[Recorded data]
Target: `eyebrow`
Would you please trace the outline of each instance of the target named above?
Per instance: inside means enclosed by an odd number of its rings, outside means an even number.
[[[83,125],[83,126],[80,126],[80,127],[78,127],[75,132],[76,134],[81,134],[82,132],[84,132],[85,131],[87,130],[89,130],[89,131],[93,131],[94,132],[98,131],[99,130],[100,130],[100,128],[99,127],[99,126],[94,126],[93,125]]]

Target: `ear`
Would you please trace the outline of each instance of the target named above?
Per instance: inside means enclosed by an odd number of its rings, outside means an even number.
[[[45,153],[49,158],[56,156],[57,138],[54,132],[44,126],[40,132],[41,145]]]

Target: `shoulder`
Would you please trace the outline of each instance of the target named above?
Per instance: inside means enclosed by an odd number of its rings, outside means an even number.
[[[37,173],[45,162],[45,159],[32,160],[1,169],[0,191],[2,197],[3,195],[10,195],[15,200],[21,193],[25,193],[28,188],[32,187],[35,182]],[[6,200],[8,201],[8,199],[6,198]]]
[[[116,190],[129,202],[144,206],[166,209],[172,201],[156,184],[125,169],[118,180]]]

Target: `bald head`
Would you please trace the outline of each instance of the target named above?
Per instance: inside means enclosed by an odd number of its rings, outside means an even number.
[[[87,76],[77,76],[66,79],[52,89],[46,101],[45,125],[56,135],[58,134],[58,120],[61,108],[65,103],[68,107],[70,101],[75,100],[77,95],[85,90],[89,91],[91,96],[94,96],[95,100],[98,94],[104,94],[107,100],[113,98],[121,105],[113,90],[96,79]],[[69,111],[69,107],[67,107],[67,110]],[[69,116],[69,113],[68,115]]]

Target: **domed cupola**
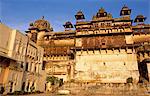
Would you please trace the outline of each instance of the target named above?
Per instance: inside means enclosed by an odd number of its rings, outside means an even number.
[[[105,11],[104,8],[101,7],[97,12],[96,17],[99,18],[99,17],[106,17],[106,16],[107,16],[107,12]]]
[[[146,20],[146,17],[144,17],[143,15],[138,15],[138,16],[136,16],[134,22],[140,23],[140,22],[144,22],[145,20]]]
[[[73,25],[70,21],[66,22],[63,26],[65,30],[70,30],[71,28],[73,28]]]
[[[36,20],[34,23],[31,23],[29,29],[32,28],[37,28],[39,31],[53,31],[53,28],[51,27],[50,23],[47,20],[44,20],[44,16],[41,19]]]
[[[76,20],[83,20],[85,19],[84,14],[82,13],[82,11],[78,11],[77,14],[75,15]]]
[[[130,15],[131,9],[129,9],[126,5],[124,5],[120,11],[120,16]]]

**Required work:** Quote the data word for word from the line containing "Target: **domed cupola**" through the end of the data, including both ends, and leave out the pictures.

**Solution:**
Target: **domed cupola**
Would you please trace the outline of each instance of the target named above?
Per instance: inside means enclosed by an odd number of its rings, outside means an even number.
[[[105,11],[104,8],[101,7],[97,12],[96,17],[99,18],[99,17],[106,17],[106,16],[107,16],[107,12]]]
[[[146,20],[146,17],[144,17],[143,15],[138,15],[138,16],[136,16],[134,22],[140,23],[140,22],[144,22],[145,20]]]
[[[73,25],[70,21],[66,22],[63,26],[65,30],[70,30],[71,28],[73,28]]]
[[[36,20],[34,23],[31,23],[29,29],[32,28],[37,28],[39,31],[53,31],[53,28],[51,27],[50,23],[47,20],[44,20],[44,16],[41,19]]]
[[[76,20],[83,20],[85,19],[84,14],[82,13],[82,11],[78,11],[77,14],[75,15]]]
[[[130,15],[131,9],[129,9],[126,5],[124,5],[120,11],[120,16]]]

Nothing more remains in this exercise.